YOUR TASK
Determine how many lines below include the string "bridge". Reply with the number only.

◇ ◇ ◇ ◇

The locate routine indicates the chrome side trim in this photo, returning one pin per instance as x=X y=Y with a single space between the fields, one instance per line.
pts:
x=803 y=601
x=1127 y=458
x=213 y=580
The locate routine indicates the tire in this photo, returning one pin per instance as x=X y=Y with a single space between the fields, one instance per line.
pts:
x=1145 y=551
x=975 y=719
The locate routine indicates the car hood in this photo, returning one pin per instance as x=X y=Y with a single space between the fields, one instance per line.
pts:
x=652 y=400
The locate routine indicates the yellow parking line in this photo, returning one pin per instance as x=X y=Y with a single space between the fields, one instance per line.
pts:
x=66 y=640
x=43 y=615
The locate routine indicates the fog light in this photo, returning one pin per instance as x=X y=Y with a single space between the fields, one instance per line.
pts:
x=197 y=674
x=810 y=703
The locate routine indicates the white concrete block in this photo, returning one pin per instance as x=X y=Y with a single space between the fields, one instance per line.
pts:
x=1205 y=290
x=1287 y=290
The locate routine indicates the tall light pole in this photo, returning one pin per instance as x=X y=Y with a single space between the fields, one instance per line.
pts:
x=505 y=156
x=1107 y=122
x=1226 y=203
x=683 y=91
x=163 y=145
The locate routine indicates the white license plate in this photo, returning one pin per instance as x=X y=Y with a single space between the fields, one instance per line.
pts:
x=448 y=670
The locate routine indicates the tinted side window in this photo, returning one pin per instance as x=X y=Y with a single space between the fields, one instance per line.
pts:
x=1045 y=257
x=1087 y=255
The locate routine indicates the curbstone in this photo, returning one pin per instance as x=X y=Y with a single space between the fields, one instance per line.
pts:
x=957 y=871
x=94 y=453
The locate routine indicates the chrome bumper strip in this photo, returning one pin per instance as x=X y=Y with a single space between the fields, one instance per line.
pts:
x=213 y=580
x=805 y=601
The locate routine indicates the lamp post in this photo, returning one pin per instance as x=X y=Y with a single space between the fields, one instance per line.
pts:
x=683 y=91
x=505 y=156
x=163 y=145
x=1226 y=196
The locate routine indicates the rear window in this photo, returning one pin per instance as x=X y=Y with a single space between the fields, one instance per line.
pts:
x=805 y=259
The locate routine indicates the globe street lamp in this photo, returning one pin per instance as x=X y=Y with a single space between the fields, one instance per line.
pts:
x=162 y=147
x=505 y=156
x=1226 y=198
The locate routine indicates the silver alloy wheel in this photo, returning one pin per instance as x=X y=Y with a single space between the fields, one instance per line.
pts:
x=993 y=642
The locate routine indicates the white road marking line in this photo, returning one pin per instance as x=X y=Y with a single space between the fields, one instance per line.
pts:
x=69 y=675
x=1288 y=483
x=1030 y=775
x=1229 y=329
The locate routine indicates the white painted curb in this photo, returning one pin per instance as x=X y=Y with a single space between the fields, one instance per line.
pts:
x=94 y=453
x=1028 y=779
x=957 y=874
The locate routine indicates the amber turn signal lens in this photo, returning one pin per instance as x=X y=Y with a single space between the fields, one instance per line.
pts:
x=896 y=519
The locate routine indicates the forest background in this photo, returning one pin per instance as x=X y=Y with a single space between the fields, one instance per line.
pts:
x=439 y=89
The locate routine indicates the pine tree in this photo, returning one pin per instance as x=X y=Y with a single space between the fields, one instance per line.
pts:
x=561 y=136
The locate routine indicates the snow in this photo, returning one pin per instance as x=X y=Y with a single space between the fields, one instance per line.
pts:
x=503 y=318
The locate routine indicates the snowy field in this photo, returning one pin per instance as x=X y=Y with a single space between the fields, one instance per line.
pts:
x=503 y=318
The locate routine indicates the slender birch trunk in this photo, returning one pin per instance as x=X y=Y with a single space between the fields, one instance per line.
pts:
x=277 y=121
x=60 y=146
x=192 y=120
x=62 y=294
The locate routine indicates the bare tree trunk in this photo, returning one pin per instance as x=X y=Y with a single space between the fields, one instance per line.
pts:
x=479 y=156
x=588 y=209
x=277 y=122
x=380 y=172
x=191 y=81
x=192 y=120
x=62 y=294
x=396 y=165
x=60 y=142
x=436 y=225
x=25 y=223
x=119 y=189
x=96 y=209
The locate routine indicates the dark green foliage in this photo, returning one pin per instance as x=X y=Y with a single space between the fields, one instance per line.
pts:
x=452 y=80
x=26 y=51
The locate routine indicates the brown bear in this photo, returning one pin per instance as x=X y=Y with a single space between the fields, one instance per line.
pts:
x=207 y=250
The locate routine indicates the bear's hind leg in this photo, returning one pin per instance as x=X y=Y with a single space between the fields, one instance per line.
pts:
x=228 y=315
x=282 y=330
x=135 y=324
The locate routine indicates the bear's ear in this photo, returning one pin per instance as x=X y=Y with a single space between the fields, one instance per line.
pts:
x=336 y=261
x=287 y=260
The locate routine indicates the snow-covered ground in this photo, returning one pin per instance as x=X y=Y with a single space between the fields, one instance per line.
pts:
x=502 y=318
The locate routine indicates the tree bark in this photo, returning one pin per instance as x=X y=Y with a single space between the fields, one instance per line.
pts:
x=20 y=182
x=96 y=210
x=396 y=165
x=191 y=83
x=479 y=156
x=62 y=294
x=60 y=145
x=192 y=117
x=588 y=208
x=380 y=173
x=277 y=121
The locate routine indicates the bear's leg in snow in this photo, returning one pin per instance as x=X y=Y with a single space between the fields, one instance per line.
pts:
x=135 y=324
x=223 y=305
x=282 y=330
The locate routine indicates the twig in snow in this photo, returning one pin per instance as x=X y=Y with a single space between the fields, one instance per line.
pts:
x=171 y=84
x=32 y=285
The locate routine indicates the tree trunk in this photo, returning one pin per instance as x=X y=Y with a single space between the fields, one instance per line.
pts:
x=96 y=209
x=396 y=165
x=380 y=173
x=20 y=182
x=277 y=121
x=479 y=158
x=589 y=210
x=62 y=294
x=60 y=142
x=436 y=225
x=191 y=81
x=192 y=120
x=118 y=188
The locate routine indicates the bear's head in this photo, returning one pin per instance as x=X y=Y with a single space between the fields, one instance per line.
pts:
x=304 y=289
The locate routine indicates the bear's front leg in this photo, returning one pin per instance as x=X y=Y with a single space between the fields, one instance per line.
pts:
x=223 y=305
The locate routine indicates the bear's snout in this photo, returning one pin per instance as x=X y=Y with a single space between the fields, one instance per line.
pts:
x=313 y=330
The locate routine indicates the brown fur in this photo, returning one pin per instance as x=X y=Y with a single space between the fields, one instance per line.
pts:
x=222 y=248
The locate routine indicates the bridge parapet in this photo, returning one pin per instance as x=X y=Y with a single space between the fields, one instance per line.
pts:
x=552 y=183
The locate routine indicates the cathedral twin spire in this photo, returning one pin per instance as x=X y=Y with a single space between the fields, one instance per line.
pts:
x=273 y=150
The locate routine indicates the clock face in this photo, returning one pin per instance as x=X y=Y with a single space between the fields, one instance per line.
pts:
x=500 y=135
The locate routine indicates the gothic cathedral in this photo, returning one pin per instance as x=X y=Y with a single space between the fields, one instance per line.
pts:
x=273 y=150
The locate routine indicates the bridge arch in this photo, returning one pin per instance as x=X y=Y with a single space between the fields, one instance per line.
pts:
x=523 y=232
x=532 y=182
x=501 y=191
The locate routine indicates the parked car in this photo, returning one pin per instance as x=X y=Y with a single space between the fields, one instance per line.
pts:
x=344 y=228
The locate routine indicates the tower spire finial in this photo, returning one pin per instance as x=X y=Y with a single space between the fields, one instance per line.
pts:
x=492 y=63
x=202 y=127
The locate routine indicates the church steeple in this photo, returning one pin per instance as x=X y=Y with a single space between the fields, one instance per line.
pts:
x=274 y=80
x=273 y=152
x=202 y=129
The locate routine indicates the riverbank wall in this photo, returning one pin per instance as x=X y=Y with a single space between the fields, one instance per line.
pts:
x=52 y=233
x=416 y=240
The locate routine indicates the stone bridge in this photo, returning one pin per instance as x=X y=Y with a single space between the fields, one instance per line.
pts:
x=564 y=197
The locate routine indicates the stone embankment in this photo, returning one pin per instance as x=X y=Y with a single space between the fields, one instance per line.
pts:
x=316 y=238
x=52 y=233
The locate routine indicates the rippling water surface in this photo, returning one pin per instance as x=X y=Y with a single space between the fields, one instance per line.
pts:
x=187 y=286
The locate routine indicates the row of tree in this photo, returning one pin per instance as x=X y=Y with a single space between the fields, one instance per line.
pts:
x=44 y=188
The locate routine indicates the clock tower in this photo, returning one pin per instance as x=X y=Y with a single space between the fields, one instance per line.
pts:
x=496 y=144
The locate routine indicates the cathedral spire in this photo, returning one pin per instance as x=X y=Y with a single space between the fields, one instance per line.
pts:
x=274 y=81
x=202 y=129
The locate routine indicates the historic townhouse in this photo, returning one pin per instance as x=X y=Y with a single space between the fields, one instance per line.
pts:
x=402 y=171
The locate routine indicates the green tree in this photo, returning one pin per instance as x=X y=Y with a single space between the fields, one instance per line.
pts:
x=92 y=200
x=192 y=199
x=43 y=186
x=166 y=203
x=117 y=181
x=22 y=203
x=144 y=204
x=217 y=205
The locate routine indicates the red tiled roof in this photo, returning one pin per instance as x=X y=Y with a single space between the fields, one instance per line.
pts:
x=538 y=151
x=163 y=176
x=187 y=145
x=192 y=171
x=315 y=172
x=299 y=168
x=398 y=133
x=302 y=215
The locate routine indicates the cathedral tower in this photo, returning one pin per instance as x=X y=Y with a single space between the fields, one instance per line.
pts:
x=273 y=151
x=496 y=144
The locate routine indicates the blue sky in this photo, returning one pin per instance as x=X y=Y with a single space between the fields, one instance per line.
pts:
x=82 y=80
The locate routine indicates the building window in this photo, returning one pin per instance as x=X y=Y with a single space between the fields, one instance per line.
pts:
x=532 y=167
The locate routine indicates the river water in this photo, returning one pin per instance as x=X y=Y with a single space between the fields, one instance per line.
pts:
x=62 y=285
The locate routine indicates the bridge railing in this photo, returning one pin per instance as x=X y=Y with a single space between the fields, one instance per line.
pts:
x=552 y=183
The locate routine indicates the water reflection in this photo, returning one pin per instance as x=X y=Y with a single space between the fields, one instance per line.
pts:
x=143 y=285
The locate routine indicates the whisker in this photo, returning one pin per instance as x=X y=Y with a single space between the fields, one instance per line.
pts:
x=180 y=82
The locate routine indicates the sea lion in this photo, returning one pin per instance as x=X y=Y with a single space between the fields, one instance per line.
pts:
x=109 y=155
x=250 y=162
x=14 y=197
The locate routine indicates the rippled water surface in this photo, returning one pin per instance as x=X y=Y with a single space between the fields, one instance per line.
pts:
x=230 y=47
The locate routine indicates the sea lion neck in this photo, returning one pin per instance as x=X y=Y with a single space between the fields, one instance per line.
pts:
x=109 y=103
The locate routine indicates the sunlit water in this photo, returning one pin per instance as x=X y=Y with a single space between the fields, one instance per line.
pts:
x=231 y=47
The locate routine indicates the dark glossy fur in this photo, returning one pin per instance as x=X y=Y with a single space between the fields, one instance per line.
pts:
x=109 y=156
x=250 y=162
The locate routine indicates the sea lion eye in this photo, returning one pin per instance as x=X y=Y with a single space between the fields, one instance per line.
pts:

◇ ◇ ◇ ◇

TASK RESULT
4